◆ **WORK REQUIRED**:
Name every author interviewed at Book People, according to the Radio Book Tour text below.

◆ **TEXT UNDER STUDY**:
* * * * *

Radio Book Tour (RBT) has just returned to the airwaves after a bit of a break. Our co-host, accomplished LA videographer Erika Jones depicted below and I spent an awesome three days in Austin Texas., where we sampled the rich cultural scene. Initially there for the South by Southwest ED Tech conference, we set up our base camp at the world famous Book People bookshop and interviewed three exceptionally good authors, Oscar Casares, Mary Helen Specht and Sarah Bird
It was Erika’s first trip to Austin and she wondered out aloud how she had missed visiting this great cultural oasis full of live music, artists and great food. When we were not sightseeing and visiting amazing bars where you could sample some amazing live bands who you simply could not believe were spending their energy entertaining a few bar lizards instead of singing in a big concert hall we were hanging out at Book People a great book mecca.
As well as meeting the authors we also had a delightful conversation with Steve Busco one of the store’s co-owners and general manager who told us how and why he and a some fellow investors bought the store after visiting and being inspired by a trip to Tattered Cover in Denver.

* * * * *

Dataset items
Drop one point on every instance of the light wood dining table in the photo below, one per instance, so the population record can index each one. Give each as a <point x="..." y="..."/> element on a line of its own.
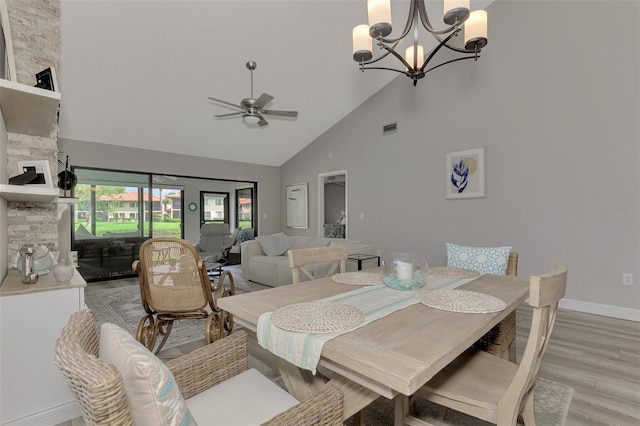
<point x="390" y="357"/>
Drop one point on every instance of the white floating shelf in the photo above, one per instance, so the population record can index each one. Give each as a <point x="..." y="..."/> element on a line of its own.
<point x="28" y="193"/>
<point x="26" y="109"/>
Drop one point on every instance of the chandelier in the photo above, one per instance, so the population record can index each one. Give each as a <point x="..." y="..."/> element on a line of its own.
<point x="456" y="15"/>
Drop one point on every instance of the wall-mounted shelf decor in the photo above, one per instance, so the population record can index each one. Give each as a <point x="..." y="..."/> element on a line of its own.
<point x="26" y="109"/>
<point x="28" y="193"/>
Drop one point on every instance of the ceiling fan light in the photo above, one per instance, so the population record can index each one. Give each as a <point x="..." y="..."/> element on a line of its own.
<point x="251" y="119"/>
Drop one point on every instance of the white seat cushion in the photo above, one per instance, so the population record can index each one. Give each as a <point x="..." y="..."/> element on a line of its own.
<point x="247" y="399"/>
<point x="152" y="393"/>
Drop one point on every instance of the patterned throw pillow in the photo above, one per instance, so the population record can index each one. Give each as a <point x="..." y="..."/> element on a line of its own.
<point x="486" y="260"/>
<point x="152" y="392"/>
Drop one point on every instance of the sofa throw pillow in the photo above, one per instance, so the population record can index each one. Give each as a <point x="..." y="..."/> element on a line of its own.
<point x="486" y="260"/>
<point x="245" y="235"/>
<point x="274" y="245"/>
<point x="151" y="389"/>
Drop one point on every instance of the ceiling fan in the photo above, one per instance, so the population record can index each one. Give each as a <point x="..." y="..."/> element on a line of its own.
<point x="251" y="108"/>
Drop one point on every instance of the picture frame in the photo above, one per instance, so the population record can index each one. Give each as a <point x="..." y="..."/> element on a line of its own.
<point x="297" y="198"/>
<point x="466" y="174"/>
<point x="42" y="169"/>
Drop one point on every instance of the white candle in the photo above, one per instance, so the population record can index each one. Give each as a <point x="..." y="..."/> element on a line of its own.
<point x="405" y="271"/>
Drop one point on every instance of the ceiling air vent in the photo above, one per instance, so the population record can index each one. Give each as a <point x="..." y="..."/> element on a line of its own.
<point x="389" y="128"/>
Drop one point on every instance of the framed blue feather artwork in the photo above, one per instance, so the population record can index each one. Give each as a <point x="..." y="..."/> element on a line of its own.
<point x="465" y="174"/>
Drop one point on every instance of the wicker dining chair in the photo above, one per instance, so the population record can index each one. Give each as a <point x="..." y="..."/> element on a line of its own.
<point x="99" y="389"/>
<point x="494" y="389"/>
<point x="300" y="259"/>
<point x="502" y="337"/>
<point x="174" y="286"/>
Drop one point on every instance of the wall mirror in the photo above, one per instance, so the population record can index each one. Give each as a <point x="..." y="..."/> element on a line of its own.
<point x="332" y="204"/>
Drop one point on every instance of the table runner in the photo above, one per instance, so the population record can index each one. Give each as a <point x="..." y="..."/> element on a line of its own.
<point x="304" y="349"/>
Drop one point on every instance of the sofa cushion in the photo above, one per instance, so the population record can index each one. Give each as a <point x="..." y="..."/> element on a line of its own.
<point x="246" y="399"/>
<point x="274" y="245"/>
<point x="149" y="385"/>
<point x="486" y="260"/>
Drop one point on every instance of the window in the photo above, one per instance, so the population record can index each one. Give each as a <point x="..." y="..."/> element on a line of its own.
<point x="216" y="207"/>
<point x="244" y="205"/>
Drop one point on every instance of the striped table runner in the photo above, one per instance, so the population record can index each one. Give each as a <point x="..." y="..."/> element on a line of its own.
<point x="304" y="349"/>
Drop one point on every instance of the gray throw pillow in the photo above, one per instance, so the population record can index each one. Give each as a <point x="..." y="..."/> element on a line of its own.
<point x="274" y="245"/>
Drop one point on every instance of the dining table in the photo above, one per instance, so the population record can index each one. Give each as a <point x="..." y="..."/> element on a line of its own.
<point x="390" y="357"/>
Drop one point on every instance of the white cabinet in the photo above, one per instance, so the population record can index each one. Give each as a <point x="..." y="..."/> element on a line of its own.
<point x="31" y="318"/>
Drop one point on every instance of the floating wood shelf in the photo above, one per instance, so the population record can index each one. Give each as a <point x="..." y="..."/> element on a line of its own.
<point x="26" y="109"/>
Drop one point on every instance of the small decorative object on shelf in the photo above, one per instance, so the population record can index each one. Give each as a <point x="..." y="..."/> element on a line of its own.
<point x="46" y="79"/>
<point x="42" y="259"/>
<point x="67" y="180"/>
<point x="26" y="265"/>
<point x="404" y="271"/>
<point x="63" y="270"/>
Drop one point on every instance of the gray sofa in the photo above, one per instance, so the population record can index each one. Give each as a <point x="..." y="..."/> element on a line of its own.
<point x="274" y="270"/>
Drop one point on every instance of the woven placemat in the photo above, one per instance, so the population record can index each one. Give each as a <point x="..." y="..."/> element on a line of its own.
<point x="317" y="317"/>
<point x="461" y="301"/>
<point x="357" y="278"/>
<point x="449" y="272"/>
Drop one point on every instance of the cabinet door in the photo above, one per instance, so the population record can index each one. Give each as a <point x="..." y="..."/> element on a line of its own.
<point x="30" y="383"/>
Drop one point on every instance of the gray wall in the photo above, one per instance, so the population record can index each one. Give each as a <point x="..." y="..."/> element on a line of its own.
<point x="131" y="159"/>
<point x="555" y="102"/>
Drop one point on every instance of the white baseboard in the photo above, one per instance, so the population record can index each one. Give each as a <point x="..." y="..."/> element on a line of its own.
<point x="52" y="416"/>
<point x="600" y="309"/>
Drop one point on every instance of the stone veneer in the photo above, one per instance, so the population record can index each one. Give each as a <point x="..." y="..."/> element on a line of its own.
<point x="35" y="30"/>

* * * * *

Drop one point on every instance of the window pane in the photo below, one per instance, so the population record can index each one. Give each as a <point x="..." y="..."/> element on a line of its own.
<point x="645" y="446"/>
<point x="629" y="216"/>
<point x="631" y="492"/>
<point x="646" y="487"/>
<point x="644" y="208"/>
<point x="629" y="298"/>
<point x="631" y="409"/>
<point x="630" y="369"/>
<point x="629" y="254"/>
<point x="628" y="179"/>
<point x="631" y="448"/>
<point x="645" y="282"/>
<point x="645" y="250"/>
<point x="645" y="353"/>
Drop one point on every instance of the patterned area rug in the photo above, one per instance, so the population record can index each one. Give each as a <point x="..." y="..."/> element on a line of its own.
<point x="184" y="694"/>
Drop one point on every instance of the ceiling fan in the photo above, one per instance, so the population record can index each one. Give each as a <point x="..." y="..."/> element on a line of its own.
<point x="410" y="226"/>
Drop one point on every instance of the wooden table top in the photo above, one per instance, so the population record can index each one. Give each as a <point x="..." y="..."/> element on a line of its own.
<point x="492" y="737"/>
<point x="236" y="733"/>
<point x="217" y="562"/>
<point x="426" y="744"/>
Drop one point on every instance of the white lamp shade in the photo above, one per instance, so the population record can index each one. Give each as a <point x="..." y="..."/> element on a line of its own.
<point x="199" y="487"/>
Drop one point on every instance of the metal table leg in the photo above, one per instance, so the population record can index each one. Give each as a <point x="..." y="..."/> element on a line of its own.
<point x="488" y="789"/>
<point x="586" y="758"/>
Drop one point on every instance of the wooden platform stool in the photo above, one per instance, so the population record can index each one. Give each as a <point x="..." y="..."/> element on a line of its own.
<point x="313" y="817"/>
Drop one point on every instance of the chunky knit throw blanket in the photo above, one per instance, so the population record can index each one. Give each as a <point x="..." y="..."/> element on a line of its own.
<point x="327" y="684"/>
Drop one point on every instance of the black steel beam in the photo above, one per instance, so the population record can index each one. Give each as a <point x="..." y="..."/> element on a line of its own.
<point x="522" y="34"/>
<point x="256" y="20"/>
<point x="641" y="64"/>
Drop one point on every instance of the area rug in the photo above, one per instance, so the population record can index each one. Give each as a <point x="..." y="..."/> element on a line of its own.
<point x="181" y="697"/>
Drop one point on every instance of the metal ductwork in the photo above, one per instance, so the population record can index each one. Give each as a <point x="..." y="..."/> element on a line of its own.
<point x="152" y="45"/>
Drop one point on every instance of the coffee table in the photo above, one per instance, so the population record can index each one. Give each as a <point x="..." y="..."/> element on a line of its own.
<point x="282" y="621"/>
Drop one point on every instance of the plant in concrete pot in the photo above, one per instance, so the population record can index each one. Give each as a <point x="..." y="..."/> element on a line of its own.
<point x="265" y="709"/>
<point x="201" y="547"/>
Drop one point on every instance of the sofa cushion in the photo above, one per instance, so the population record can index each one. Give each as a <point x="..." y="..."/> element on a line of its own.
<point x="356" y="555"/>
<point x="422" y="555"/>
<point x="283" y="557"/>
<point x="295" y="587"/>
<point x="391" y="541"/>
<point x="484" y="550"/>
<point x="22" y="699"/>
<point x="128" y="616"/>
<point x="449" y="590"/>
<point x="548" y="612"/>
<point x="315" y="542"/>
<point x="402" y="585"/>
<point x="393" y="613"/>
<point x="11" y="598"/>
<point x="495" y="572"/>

* * * * *

◆ **ANSWER SPACE**:
Oscar Casares, Mary Helen Specht, Sarah Bird